#### Exercise objective
A word-for-word copy of the data is what's wanted, with no pictures.

#### Stored data entries
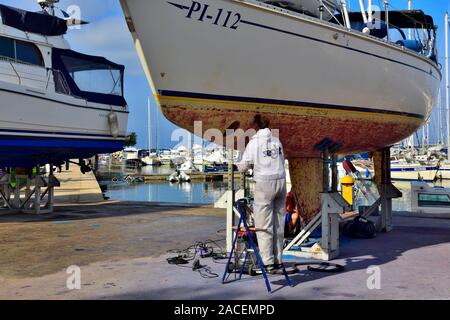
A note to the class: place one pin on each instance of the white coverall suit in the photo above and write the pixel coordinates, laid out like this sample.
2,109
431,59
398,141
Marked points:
265,152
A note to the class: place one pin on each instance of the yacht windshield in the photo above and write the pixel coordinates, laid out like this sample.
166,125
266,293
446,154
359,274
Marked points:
92,76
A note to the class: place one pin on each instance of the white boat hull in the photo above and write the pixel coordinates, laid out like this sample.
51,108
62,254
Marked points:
313,79
45,127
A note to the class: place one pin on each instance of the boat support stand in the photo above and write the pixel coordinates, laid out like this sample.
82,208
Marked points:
31,199
332,206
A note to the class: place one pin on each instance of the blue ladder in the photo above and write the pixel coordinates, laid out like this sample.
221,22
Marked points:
243,221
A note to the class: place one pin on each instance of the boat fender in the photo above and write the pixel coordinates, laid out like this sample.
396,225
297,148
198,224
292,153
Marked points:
411,44
113,121
376,29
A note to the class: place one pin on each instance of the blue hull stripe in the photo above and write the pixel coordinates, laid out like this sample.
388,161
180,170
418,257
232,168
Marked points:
65,103
59,133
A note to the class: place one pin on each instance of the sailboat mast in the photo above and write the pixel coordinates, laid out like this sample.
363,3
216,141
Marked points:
439,135
410,30
447,98
149,123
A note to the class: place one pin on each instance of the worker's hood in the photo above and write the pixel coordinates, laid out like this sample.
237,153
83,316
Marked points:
264,133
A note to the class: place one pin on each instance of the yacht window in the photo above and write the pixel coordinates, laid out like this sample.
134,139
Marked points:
6,48
20,52
28,53
429,200
92,76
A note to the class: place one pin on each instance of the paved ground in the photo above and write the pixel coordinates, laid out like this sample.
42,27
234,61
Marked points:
121,249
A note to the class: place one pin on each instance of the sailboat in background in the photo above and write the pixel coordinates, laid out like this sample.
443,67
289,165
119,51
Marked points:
149,157
444,169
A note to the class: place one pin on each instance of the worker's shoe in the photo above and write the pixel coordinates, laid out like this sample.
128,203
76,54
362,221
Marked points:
267,268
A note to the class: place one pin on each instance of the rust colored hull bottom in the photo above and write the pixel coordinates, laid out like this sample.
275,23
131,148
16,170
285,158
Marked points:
306,180
301,128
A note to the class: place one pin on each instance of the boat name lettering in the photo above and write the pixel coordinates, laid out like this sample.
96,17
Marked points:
221,17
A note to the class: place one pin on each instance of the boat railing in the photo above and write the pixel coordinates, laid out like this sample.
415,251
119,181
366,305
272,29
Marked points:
10,61
60,81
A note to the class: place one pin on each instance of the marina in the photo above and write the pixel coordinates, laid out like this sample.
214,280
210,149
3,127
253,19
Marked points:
224,150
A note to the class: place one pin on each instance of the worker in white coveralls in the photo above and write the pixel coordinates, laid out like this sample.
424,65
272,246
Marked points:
265,154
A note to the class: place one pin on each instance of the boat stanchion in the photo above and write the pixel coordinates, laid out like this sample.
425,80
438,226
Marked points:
387,190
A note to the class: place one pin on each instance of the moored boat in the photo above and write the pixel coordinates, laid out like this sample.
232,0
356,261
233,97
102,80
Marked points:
222,62
56,104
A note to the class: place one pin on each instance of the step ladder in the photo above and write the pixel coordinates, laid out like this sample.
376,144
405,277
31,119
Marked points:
249,248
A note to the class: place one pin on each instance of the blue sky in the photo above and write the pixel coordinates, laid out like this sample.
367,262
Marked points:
107,35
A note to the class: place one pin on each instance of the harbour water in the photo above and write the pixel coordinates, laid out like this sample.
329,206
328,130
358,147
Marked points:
198,192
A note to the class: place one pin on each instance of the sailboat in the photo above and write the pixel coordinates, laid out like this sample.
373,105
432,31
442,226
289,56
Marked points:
352,78
150,158
55,103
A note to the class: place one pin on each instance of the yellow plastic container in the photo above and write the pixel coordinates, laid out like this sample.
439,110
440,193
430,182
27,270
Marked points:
347,183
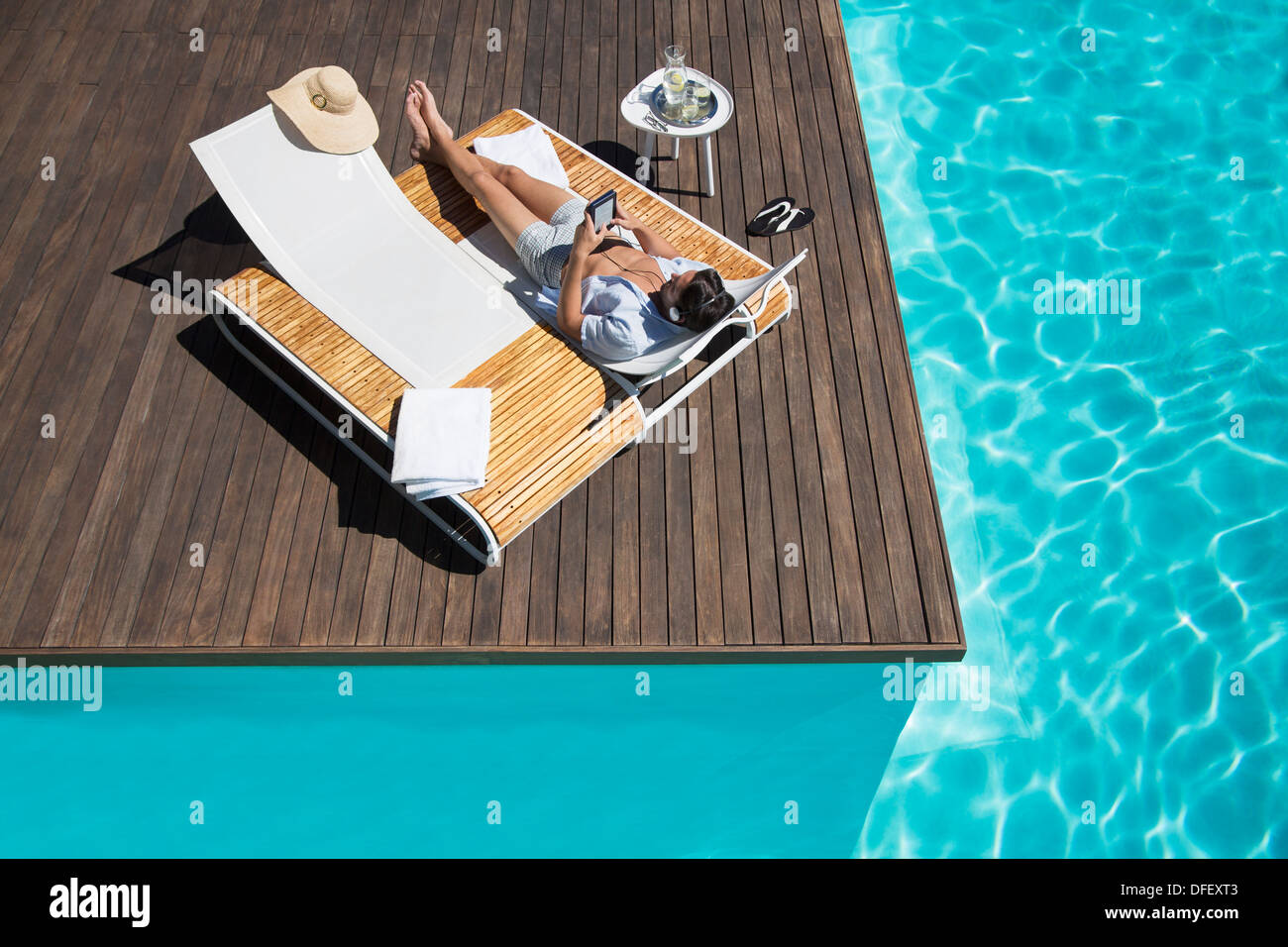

#### Answer to this exercise
A note to the class: place one pin on each instance of the white coverall suit in the photo above and write the pixel coordinates, laid out like this sample.
2,109
431,59
398,141
Marked points:
265,152
A note to the class: place one pin on each instance of the yacht windshield in the photo above and write the pixel coordinates, laid out like this sample.
166,125
266,293
446,154
359,274
Marked points:
92,76
A note to the class: place one pin on each instance of the white boat hull in the photo above and write the pixel coordinates, laid out like this sample.
51,108
62,254
Marked points:
313,79
45,127
A note to the class: place one pin on each instance of the boat support stand in the photo above and write the pixel coordinates, laid out like this sample.
82,208
Marked points:
31,199
332,206
A note to the class: place one pin on each instance of the blue ladder in the photo above and write the pixel coordinates, laid out like this sample.
221,22
Marked points:
243,221
A note to the class: place one pin on each instance of the boat fender in the photo above and write the pixel coordinates, laid out like this sample.
396,225
297,148
198,224
292,153
Marked points:
411,44
113,121
376,29
A note to the class: place one pin on each instance of the blue hull stripe in the photo above and write the pixel coordinates, laid out like this sample.
388,161
180,170
418,257
232,168
Marked points:
65,103
59,133
A note to the class: place one pin on each instance of the sailboat mast in the photo above and write the pixel coordinates, laid out like this sample.
363,3
216,141
Marked points:
439,135
410,30
447,98
149,123
A note to the class: place one pin on each instance of the worker's hood in the photo above and write the pixel coordinates, laid out like this sample.
237,153
83,316
Marked points:
264,133
A note to the class: place one pin on each instance of the yacht window in the photo above and write the pixel coordinates, laid out like this sample.
134,139
Marked points:
6,48
20,52
28,53
429,200
92,76
A note to the class: place one pin on each instance of the paved ground in the photo above and write the pixel coordinates, laid out like this sample.
42,27
234,61
Marked points:
121,249
A note to the class: place one pin on each instance of the sailboat in background in the photo above and write the pixel coordinates, laid out like this sample.
443,67
289,165
119,51
Marked points:
149,157
444,169
A note to the class: place one pin on each instance of the worker's shoe in the photo above and write the pixel coordinates, laid out like this sample.
128,203
76,54
362,221
Marked points:
267,268
A note to the class: place one pin on each instance of the rust colored hull bottom in the photo above and write the pixel coordinates, laid out like this sample.
275,23
131,148
16,170
285,158
Marked points:
306,180
301,128
A note to the class: place one pin on each instance of the boat name lettering in the photo above and write the pixel coordinates, laid out like this sample.
96,17
Marked points:
221,17
A note to the class: place one pin on each instance of the boat railing in the photo above and write the pixel coordinates, laid out like this sample.
415,251
119,181
366,305
272,29
Marked points:
10,61
60,81
A note to the class: place one pin on each instance of the marina in the photo above and write the pixel coordinates, laid out like this sample.
214,280
210,149
3,127
253,19
Marked points:
224,150
A note to the class: place one pin on each instance of the worker in white coveralls in the photo above and write the pixel coordinates, laid out like this sample.
424,65
272,246
Marked points:
265,154
A note to the class: place one pin on each instance of the boat stanchion in the photo above and write the pixel coordinates, laid out like this sample.
425,80
438,226
Marked points:
387,190
A note to the class: place one pin on each instance of the moored boat in the photo above and write the pixel coordinates, laid out like this sample.
232,0
356,261
233,97
102,80
Marked points:
222,62
56,104
A note to the class: place one pin on each instance of the step ladder in the photo above and write the pixel coordinates, laid out like this sample.
376,144
405,277
31,119
Marked points:
249,248
A note to the class: place one pin on each instance of the blue sky in the photo above and write the pixel coordinates, laid out like this sample.
367,262
Marked points:
107,35
A note to the class: place one pin on each instance of the harbour water in the photo above and write the pixel coordinates, laid out like this sample.
329,206
328,130
358,147
Marked points:
198,192
A note to the class: place one pin on each instance of the sailboat in the photo above and write the pixel coordinates, laid out like this sample.
373,105
432,31
442,226
289,56
Marked points:
352,78
150,158
55,103
A note to the class: place one pin on each instance of the yellow plastic container in the photo above and write the pixel coordinates, laid out like this sample.
439,110
440,193
430,182
27,270
Marked points:
347,183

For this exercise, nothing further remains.